**WORK INSTRUCTIONS:**
Quote every passage of Dr. Carey's own words that appears in quotation marks in the text below about his engineering teaching.

··· SOURCE EXCERPT ···

He’s weaving ethics and values into engineers.
Building benevolent professionals
Of the many proficiencies Dr. Carey plaits into his students, like the ability to communicate efficiently, the most important one is understanding their obligations to society and the effect their work has in a broader context. “My research is going to have an impact, but seeing 150 students on a yearly basis, knowing I was part of their education and they’re going to become really good engineers with an impact on society—that drives me.”
He explains being mathematically and scientifically inclined help get a person in to the profession, but the ingredients of an exceptional engineer encompass something entirely different. “A lot of people can be very good engineers, but great engineers are people who like people and who think of people before anything else.”
Balancing science with morals
In the popular MythBusters-type course Dr. Carey co-developed—called Busting Myths with Analysis—students practice this outward thinking by debating topical theories like Marvel character Thanos’s idea that to solve all global problems, we must wipe out half of the life in the universe (a play on the Malthusian theory of population growth, in which exponential population growth coupled with linear food and resource supply increase means eventually there won’t be enough resources to sustain the growing population). Dr. Carey assigns each student team a side to argue and gives them a week to prepare. “This is an ethical question in many ways. There’s also a scientific answer if you look at the numbers.”

··· DATASET ENTRIES ···

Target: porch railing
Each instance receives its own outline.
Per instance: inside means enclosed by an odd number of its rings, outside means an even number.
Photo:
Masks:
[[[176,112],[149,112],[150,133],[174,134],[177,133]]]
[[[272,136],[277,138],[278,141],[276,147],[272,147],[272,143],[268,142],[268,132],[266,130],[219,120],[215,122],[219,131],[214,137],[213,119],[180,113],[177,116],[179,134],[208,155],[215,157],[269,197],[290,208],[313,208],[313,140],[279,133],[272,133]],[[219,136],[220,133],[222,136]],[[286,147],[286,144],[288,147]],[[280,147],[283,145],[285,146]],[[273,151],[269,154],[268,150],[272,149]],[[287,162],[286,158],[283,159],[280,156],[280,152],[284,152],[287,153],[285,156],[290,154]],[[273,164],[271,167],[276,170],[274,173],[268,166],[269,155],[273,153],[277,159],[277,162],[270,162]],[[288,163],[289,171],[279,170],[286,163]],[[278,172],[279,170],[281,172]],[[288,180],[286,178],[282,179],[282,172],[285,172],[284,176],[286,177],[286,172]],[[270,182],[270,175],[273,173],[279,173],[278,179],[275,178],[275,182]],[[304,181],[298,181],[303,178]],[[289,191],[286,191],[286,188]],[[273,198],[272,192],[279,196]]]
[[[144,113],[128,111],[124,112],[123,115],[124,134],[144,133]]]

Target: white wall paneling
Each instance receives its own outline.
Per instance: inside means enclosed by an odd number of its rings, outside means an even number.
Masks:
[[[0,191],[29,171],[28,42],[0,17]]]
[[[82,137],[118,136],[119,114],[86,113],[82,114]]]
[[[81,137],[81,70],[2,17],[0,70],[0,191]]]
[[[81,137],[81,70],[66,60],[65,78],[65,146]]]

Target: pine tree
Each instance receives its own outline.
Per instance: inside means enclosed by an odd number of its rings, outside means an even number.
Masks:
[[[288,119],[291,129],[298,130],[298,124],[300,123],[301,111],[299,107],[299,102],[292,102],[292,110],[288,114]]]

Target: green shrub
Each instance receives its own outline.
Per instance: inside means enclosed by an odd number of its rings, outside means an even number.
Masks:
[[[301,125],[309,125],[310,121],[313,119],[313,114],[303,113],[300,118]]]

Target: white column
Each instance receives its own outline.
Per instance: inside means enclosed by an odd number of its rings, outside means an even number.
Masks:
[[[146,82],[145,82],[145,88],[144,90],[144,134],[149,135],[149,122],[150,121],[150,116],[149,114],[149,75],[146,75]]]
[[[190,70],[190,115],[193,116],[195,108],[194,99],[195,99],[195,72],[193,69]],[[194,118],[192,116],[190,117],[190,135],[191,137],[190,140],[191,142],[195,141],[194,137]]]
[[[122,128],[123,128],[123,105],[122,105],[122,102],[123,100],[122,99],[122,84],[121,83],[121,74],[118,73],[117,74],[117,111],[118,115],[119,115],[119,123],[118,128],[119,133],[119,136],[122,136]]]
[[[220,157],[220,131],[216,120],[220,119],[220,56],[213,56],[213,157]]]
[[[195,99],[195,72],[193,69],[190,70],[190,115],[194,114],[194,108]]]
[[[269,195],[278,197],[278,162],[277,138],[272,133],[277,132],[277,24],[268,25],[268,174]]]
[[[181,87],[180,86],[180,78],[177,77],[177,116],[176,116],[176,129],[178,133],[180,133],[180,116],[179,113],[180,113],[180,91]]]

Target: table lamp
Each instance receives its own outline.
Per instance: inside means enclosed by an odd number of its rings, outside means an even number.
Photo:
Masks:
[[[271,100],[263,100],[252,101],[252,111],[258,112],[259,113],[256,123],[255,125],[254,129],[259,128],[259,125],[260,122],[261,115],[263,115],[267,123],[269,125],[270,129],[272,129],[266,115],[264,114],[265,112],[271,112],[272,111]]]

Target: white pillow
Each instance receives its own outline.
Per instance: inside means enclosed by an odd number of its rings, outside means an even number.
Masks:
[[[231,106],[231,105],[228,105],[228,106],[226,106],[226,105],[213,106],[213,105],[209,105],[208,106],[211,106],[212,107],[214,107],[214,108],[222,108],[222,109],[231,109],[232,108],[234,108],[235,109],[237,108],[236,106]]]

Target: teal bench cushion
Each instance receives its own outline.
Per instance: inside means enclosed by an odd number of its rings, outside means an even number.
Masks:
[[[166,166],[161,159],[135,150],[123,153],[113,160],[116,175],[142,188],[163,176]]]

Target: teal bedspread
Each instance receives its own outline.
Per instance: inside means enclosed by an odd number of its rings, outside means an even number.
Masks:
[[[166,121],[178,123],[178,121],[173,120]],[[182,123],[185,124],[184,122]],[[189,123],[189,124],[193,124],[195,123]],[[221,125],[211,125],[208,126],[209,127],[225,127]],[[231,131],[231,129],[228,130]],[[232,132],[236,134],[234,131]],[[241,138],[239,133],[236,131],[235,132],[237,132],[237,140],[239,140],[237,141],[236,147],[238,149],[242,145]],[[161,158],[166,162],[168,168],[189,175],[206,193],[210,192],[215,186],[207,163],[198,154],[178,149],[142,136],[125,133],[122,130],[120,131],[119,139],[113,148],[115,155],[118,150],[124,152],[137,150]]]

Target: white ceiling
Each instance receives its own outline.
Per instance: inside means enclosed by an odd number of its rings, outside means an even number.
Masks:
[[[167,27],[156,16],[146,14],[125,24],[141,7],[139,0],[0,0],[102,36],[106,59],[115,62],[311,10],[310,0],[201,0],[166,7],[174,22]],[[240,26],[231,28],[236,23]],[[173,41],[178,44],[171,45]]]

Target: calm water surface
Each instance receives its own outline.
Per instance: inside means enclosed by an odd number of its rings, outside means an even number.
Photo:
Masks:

···

**RESULT FOR THIS TASK:**
1. "My research is going to have an impact, but seeing 150 students on a yearly basis, knowing I was part of their education and they're going to become really good engineers with an impact on society—that drives me."
2. "A lot of people can be very good engineers, but great engineers are people who like people and who think of people before anything else."
3. "This is an ethical question in many ways. There's also a scientific answer if you look at the numbers."